Pick out every line below that contains the string "building" and copy each one in full. Letter case counts.

■ Input rows:
:::
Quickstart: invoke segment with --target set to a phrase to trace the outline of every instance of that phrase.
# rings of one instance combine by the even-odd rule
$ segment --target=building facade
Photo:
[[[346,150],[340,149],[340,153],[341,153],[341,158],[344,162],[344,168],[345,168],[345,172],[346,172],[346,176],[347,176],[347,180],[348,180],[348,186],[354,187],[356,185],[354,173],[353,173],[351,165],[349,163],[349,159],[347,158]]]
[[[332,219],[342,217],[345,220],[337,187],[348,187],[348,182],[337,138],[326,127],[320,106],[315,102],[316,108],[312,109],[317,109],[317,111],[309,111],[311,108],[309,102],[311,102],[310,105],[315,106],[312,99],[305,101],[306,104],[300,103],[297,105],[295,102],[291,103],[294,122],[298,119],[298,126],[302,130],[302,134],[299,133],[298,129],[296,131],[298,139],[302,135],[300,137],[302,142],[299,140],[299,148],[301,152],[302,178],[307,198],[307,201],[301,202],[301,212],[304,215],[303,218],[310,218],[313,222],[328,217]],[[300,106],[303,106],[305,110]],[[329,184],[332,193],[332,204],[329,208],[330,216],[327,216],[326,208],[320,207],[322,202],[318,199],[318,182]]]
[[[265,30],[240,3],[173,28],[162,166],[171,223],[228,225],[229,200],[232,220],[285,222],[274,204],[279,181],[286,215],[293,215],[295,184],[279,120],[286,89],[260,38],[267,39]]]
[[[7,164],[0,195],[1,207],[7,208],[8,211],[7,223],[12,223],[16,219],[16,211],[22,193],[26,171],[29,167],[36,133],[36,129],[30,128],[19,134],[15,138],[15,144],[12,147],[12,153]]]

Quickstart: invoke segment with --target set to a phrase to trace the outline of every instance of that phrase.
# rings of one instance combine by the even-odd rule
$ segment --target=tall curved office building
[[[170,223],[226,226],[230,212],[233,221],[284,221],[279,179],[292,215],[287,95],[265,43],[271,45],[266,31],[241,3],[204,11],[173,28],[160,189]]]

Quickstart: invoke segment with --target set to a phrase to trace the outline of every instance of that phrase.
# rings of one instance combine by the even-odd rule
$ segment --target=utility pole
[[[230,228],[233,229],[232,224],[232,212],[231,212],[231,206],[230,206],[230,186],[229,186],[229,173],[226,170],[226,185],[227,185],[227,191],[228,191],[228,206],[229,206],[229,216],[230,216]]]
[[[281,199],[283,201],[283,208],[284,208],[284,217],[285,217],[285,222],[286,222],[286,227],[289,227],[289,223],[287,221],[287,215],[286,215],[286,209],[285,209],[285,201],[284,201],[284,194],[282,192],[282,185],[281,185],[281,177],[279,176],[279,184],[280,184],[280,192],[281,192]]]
:::
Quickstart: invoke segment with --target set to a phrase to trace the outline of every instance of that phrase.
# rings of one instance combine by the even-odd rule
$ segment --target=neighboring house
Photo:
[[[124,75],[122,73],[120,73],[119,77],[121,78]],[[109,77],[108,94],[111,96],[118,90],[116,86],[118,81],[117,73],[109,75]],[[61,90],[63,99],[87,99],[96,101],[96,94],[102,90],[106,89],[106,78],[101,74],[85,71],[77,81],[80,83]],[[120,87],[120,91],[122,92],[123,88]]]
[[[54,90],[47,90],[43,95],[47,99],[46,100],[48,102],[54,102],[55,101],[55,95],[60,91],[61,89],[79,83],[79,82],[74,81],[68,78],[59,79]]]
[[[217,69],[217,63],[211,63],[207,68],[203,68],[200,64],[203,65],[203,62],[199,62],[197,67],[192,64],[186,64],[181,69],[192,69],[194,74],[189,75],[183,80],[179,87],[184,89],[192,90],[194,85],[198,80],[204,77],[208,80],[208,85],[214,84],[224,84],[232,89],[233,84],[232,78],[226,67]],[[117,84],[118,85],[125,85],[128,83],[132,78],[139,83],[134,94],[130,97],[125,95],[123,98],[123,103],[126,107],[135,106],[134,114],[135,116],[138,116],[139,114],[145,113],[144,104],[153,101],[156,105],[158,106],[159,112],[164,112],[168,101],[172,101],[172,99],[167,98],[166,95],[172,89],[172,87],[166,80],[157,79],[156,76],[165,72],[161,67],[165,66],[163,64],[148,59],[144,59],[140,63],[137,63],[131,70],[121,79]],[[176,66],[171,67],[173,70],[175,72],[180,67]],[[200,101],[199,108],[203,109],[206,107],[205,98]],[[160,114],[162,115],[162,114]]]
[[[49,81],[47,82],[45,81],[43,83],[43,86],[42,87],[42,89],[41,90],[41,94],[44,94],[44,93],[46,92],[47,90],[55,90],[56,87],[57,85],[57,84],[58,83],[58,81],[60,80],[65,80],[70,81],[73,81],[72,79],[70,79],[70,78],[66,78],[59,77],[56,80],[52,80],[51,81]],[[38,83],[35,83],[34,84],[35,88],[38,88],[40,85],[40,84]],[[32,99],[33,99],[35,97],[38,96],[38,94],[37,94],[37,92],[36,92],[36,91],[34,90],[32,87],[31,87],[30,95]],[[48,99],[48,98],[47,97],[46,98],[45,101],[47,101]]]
:::
■ Response to the task:
$ segment --target=building facade
$ segment --target=tall curved office building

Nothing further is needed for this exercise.